Begin
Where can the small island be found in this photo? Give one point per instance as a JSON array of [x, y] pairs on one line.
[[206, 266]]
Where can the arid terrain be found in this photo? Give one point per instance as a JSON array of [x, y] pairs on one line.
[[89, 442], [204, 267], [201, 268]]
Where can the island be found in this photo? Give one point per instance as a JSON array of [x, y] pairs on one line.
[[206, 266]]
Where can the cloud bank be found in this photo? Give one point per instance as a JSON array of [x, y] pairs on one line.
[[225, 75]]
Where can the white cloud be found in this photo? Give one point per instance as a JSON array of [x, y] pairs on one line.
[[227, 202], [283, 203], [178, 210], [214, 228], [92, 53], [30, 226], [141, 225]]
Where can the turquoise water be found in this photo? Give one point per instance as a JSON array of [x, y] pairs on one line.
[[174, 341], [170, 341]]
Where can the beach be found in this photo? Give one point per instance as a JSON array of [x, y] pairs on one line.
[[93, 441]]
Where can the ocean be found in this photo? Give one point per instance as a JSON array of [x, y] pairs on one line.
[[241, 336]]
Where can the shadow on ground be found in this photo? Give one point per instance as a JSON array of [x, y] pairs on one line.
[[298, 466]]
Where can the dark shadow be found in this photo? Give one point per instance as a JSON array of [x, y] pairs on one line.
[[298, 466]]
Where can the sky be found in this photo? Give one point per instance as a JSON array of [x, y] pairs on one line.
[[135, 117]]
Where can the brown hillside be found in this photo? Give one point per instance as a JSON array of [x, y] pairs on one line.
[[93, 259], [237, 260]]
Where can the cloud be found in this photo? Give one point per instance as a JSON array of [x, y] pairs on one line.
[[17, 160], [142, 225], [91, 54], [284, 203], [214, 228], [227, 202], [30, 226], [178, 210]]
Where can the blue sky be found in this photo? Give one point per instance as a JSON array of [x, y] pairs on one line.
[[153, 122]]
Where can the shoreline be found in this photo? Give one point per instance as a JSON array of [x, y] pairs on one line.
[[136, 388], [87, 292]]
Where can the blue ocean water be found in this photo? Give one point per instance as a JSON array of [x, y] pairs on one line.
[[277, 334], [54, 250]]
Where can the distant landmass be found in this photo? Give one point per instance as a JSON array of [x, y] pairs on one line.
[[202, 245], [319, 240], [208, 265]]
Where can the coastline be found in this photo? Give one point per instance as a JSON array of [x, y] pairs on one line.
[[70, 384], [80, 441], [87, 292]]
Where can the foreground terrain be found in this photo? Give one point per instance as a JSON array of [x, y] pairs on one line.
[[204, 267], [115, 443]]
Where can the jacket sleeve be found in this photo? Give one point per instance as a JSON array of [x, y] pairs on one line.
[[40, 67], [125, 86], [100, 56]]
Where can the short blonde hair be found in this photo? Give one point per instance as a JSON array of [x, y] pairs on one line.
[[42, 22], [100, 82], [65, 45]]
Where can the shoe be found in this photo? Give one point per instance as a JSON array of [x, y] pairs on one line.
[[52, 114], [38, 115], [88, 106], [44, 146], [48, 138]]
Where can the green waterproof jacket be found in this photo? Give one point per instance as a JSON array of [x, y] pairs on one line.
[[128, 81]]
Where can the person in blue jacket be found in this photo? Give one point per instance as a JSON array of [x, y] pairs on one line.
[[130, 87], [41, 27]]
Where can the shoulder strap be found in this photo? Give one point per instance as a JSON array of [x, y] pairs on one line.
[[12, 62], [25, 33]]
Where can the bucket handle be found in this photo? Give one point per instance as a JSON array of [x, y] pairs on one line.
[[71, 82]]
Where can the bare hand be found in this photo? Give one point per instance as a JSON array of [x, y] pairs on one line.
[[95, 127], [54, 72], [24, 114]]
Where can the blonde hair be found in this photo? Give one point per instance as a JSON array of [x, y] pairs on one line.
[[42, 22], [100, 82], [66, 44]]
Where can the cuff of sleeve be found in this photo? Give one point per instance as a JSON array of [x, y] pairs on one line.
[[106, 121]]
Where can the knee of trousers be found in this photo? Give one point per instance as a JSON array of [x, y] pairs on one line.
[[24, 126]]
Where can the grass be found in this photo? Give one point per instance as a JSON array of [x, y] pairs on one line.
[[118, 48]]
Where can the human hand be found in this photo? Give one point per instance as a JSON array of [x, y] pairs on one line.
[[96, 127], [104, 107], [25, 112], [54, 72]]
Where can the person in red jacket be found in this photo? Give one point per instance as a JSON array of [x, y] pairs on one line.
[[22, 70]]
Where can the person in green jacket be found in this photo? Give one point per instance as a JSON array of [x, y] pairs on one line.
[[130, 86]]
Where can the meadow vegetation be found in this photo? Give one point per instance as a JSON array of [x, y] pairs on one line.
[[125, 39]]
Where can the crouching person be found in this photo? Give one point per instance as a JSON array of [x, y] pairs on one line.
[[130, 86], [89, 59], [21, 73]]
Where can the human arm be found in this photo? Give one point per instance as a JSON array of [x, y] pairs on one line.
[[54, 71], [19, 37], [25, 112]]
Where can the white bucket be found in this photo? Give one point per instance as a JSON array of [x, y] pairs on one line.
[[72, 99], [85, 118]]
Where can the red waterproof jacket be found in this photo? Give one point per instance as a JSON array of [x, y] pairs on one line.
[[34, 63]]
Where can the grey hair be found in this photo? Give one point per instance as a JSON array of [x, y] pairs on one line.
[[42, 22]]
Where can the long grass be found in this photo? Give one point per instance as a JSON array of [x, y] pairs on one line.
End
Begin
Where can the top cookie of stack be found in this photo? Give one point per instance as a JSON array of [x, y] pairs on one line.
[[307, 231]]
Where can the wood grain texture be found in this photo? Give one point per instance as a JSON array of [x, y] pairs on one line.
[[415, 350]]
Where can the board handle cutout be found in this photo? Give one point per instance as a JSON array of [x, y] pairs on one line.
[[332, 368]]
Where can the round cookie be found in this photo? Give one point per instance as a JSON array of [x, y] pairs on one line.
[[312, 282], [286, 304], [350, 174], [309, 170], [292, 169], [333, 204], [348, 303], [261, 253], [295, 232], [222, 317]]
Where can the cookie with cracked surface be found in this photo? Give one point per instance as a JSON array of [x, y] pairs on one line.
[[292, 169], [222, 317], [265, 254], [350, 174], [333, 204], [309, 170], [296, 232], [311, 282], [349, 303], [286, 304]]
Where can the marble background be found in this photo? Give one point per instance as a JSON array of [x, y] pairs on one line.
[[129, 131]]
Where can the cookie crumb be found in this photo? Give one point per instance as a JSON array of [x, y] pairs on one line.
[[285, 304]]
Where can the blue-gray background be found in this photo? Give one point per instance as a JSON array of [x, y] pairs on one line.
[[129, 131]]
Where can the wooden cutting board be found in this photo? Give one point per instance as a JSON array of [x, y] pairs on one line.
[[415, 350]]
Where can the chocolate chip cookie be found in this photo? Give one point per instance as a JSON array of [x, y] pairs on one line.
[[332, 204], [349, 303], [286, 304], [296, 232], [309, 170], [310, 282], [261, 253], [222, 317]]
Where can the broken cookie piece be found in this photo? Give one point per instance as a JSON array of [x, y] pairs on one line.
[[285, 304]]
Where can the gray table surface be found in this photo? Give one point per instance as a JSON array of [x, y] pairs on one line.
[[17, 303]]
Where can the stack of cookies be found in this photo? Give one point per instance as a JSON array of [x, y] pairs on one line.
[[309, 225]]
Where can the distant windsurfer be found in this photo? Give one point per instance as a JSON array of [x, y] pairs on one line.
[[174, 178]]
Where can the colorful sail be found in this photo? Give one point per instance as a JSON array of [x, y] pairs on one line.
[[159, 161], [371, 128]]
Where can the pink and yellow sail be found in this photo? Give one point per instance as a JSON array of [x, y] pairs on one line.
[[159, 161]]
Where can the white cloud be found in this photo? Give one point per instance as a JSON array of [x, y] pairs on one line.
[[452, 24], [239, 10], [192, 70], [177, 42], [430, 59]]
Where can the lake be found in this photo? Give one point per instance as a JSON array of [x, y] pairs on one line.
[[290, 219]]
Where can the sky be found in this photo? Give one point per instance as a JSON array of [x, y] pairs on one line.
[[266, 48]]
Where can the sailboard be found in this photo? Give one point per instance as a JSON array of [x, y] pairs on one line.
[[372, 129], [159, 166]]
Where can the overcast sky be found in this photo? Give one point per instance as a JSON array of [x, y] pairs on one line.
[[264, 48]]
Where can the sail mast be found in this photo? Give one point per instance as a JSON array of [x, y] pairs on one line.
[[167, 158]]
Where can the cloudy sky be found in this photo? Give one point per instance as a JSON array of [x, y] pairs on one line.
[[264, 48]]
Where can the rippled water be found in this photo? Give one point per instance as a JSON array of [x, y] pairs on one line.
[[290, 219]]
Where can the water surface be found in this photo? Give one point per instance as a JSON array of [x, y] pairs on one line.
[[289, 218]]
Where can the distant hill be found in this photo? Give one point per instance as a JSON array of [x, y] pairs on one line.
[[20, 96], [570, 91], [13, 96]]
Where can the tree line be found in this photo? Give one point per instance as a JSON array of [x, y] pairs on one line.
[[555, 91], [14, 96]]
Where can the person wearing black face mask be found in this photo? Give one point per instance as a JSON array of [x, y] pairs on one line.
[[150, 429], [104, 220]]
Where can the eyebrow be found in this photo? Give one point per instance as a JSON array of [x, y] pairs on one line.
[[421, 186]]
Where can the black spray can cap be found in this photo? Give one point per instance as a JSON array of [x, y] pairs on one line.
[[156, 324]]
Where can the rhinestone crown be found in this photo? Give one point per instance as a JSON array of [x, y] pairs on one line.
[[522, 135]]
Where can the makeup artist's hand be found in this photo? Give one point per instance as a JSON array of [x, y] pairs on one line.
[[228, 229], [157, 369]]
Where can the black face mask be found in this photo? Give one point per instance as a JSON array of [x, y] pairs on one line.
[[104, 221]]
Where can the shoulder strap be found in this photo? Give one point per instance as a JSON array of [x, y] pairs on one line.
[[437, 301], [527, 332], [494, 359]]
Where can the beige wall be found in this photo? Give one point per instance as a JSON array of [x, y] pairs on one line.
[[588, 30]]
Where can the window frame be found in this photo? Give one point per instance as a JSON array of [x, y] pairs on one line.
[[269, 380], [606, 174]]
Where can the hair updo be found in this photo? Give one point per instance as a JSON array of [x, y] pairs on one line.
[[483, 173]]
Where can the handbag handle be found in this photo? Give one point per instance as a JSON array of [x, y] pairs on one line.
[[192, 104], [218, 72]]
End
— SET PROBLEM —
List every line of the rows that contains the word "shadow", treating uppercase and lowercase as different.

— WRITTEN SOLUTION —
Where can the shadow on ground be found in this photo? Give one point per instance as a JSON array of [x, y] pairs on one line.
Where can the dark shadow be found in this photo? Give one point per instance as a JSON array of [x, y] pairs on one line.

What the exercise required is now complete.